TEXTAUSZUG:
--*--
# :) tolle Überraschung - Gartenbank



## Tanny (9. Juni 2015)

Heute habe ich eine große Überraschung erlebt 

Meine Mutter hatte im Garten eine nie benutzte, alte verwitterte Gartenbank stehen,
die ich jedesmal, wenn ich da war "bewundert" habe:

  

Heute nun bekam ich eine Lieferung:

Meine Mama wollte mir eine Überraschung machen, hat die Bank von Grund auf renovieren lassen 
und nun steht sie hier:

        
Ich bin total begeistert!!!!

LG
Kirstin


----------



## amselmeister (9. Juni 2015)

sehr schick das ganze


----------



## Digicat (9. Juni 2015)

Das ist aber von deiner Mama eine schönes Geschenk.

Ich freue mich mit Dir ...

Liebe Grüße
Helmut


----------



## Küstensegler (9. Juni 2015)

Sehr schöne Bank.
Da werde ich wohl mal am Freitag probesitzen 

Grüße
Carlo


----------



## Patrick K (9. Juni 2015)

Ja Mama ist / war  doch die BESTE 

Gruss Patrick


----------



## Eva-Maria (9. Juni 2015)
--*--
DATENAUSZUG:
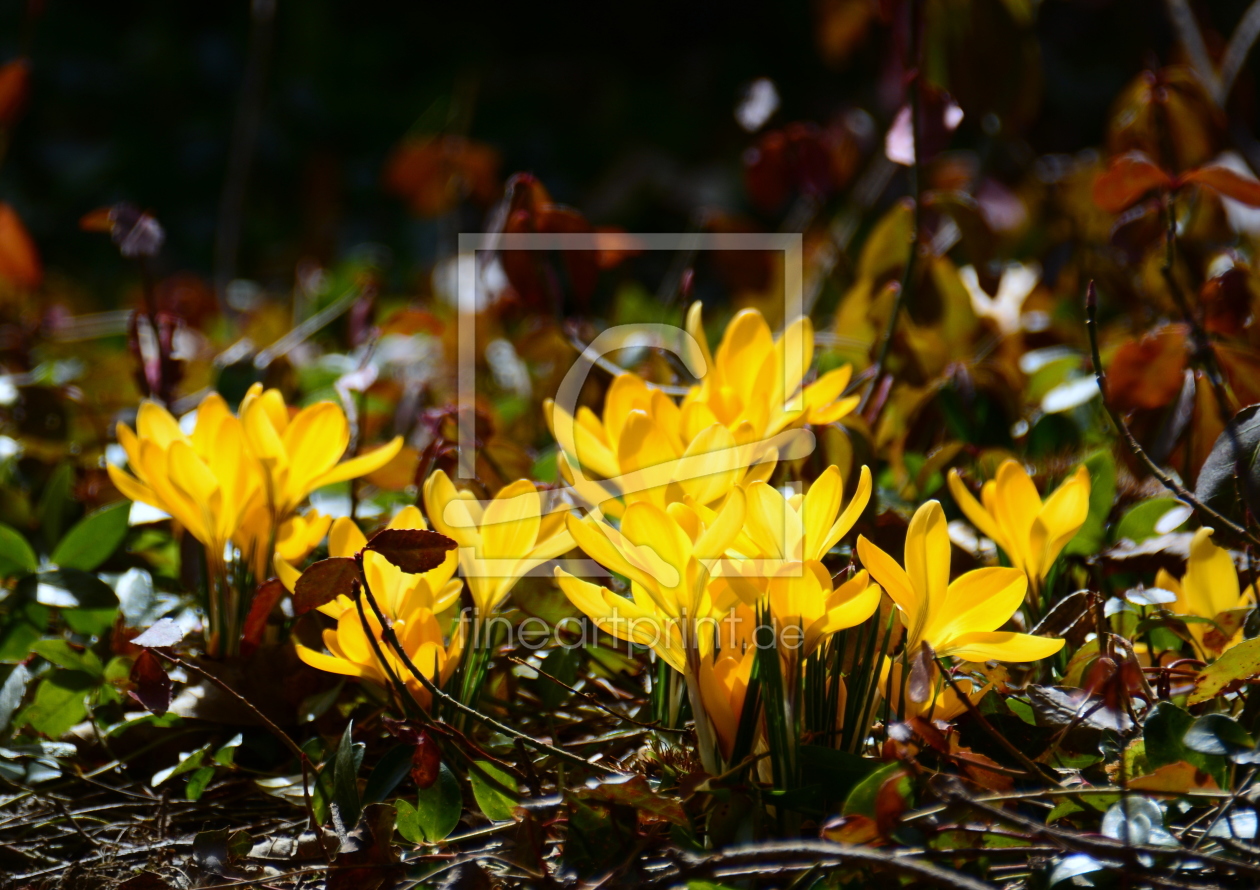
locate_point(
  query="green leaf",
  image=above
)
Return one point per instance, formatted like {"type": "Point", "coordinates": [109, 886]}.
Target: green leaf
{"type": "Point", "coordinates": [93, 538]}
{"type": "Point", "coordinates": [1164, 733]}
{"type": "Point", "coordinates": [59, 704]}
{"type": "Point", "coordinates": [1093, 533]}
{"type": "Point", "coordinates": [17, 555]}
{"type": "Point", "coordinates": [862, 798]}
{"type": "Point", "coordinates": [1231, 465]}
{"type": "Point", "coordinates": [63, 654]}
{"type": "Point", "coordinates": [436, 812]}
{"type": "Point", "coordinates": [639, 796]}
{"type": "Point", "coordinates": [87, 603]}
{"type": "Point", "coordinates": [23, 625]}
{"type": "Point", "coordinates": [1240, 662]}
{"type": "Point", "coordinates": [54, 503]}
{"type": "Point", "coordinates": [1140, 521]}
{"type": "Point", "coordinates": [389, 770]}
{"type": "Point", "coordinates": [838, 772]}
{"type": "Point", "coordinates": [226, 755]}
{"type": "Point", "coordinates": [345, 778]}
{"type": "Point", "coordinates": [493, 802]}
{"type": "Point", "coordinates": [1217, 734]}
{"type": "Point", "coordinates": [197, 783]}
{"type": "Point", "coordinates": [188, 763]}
--*--
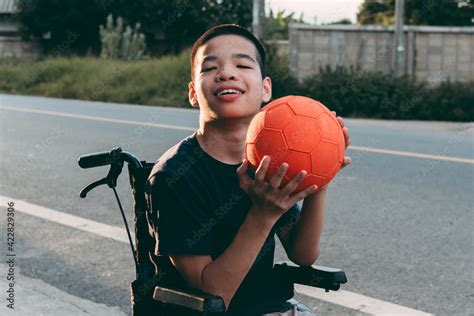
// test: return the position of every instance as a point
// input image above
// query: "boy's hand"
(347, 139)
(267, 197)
--*--
GESTELLTE AUFGABE:
Gib den Forumsthread über die renovierte Gartenbank oben vollständig und ohne jede Änderung wieder.

GELÖSTE AUFGABE:
# :) tolle Überraschung - Gartenbank



## Tanny (9. Juni 2015)

Heute habe ich eine große Überraschung erlebt 

Meine Mutter hatte im Garten eine nie benutzte, alte verwitterte Gartenbank stehen,
die ich jedesmal, wenn ich da war "bewundert" habe:

  

Heute nun bekam ich eine Lieferung:

Meine Mama wollte mir eine Überraschung machen, hat die Bank von Grund auf renovieren lassen 
und nun steht sie hier:

        
Ich bin total begeistert!!!!

LG
Kirstin


----------



## amselmeister (9. Juni 2015)

sehr schick das ganze


----------



## Digicat (9. Juni 2015)

Das ist aber von deiner Mama eine schönes Geschenk.

Ich freue mich mit Dir ...

Liebe Grüße
Helmut


----------



## Küstensegler (9. Juni 2015)

Sehr schöne Bank.
Da werde ich wohl mal am Freitag probesitzen 

Grüße
Carlo


----------



## Patrick K (9. Juni 2015)

Ja Mama ist / war  doch die BESTE 

Gruss Patrick


----------



## Eva-Maria (9. Juni 2015)